Leaflet versus Mapbox GL performance


leaflet_pts

Introduction

Intent of this post is to explore the performance of Leaflet in handling a large number of circles on the screen at once. I recently encountered a use case that involved mapping transit data that relied on Leaflet marker or circles in lieu of Mapbox GL. I was intrigued since my first reaction was to wonder why GL was not used (given performance concerns, etc.). Upon raising that, I was informed that the performance concerns were, in fact, not significant and most operators’ vehicle locations could be rendered on a map without much of a performance burden.

I was curious about where the performance thresholds might exist and, generally, wanted to compare Leaflet with Mapbox GL since it has been awhile since I have gone back and fiddled with Leaflet. If Leaflet was indeed sufficient for the job, it be a good example of a situation where “if it ain’t broke, don’t fix it” is true.

Material
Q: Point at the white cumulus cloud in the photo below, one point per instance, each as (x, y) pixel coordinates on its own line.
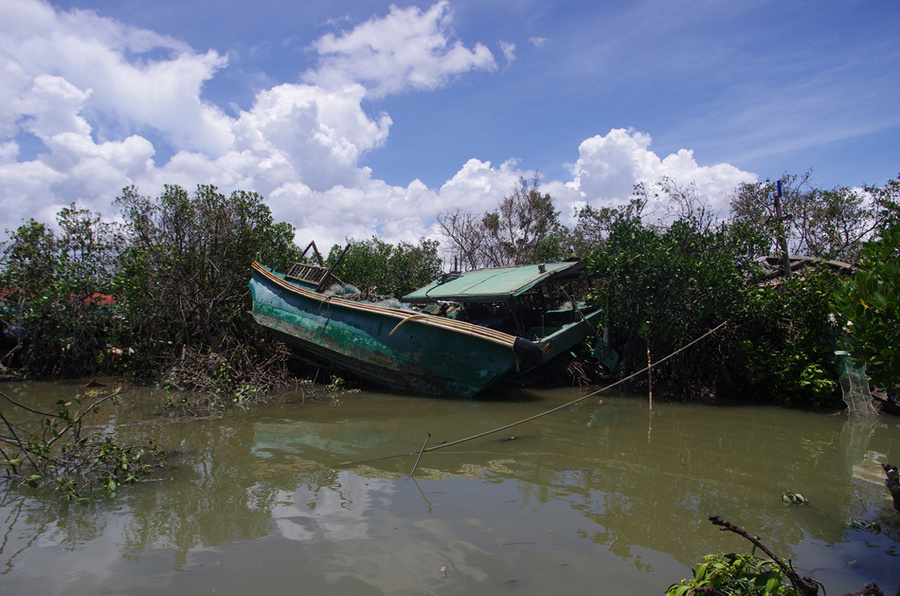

Short exercise
In the post on Leaflet versus Mapbox GL performance, what kind of data did the use case described in the introduction involve mapping?

Result for this task
Transit data.